À FAIRE>
A. Énumérez les terminaux mobiles que l'extrait à lire cite en exemple.
B. D'après l'extrait à lire, dans quelle université a été menée la recherche récente sur l'attention des étudiants en classe ?
C. Reproduisez fidèlement le passage de l'extrait à lire qui commence aux mots « Les professeurs ont » et s'arrête après « compris le professeur. ».

EXTRAIT À LIRE>
--

Nous avons tenu récemment notre réunion annuelle de bilan à l'EBSI. Le bilan comprend, entre autres, un examen des avis et questions posés par les étudiants de maîtrise. Parmi celles-là, il était suggéré d'aller vers l'exigence d'un portable par étudiant à la fois pour l'apprentissage des logiciels spécialisés et pour le suivi des cours par une navigation collective sur Internet, comme c'est le cas chez notre voisin HEC.

En réalité, la discussion avec les professeurs et les professionnels a souligné plusieurs problèmes. Certains sont particuliers à une école comme l'EBSI. D'autres plus transversaux. Le grand nombre de logiciels spécialisés que les étudiants doivent manipuler au cours de leur apprentissage poserait des problèmes insolubles en terme de licence et plus encore en terme de maintenance de chaque appareil individuel. Mais l'échange le plus intéressant a été le plus général.

Les professeurs ont partagé leur expérience quant à l'attention des étudiants dans le couplage cours/ordinateur. En résumé, il apparait que les étudiants ne peuvent porter leur attention que sur une seule chose à la fois : soit ils regardent et manipulent leur ordinateur, soit ils écoutent le professeur et prennent des notes. Et même, le bruit de la prise de note sur un clavier actuel est réellement perturbante pour les voisins, y compris le professeur.

On retrouve exactement la même problématique sur InternetActu où Hubert Guillaud fait la synthèse de plusieurs analyses sur l'économie de l'attention à l'université, (en particulier celle de Howard Rheingold, ) :

Sommes nous multitâches ? (1/2) : comment apprendre à maîtriser notre attention ? ici

Dans un ancien billet, j'ai écrit :

« Je ne crois pas à la fin du cours traditionnel, dispensé devant des étudiants (tout comme je ne crois pas à la fin du codex). Ces dispositifs ont fait la preuve de leur efficacité depuis des millénaires. Prétendre que des étudiants ne sont plus capables, ou simplement moins capables qu'autrefois, d'y soutenir leur attention est une spéculation qui mérite démonstration. Sans doute il y a nombre de questions à se poser en ce sens et nombre de techniques pédagogiques à réviser, mais prendre l'affirmation pour un acquis est dangereux.. et bien peu scientifique. »

« Les terminaux mobiles (cellulaires, blackberries, PC portables), sont des concurrents directs des professeurs sur la captation de l'attention en cours si l'on donne accès au réseau dans les amphithéâtres, car ils permettent d'échapper électroniquement au dispositif physique. L'université ne doit pas si facilement abandonner ses dispositifs traditionnels. En effet, le risque est que l'attention perdue ne se reporte pas sur l'apprentissage, mais sur bien d'autres activités qui permettent de dégager du temps de cerveau disponible pour des annonceurs. Le cerveau des étudiants est comme celui de chaque humain, facilement distrait. »

Et je me trouve conforté par Minh Thi Trinh de l'EBSI, merci à elle, qui m'a signalé une recherche récente sur l'attention des étudiants en classe faite à l'Université Brunel, au Royaume-Uni (UK) :

Mark S Young and alii, Student Pay Attention!

--

LIGNES>
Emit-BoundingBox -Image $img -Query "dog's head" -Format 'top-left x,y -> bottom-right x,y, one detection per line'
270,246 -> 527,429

--

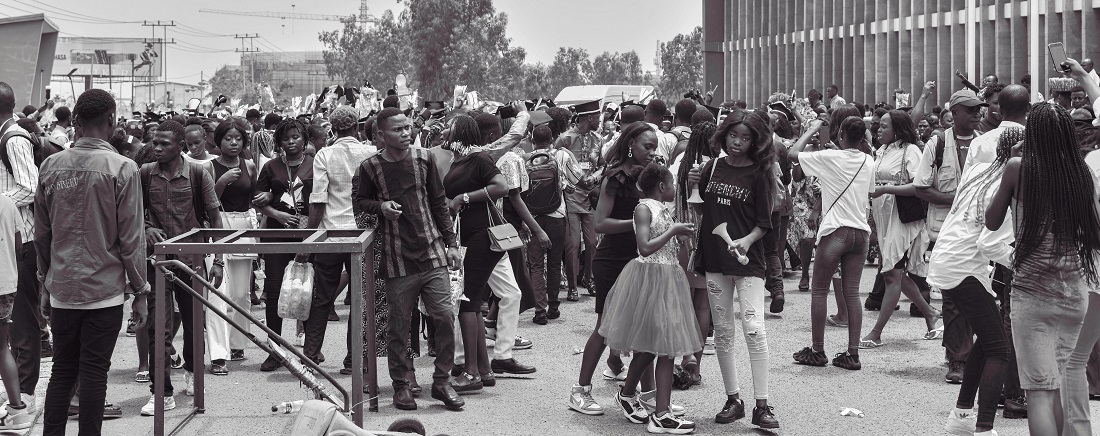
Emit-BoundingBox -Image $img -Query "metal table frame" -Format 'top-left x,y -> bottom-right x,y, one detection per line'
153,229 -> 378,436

--

CORRIGÉ>
A. Cellulaires, blackberries, PC portables

B. À l'Université Brunel, au Royaume-Uni.

C.
Les professeurs ont partagé leur expérience quant à l'attention des étudiants dans le couplage cours/ordinateur. En résumé, il apparait que les étudiants ne peuvent porter leur attention que sur une seule chose à la fois : soit ils regardent et manipulent leur ordinateur, soit ils écoutent le professeur et prennent des notes. Et même, le bruit de la prise de note sur un clavier actuel est réellement perturbante pour les voisins, y compris le professeur.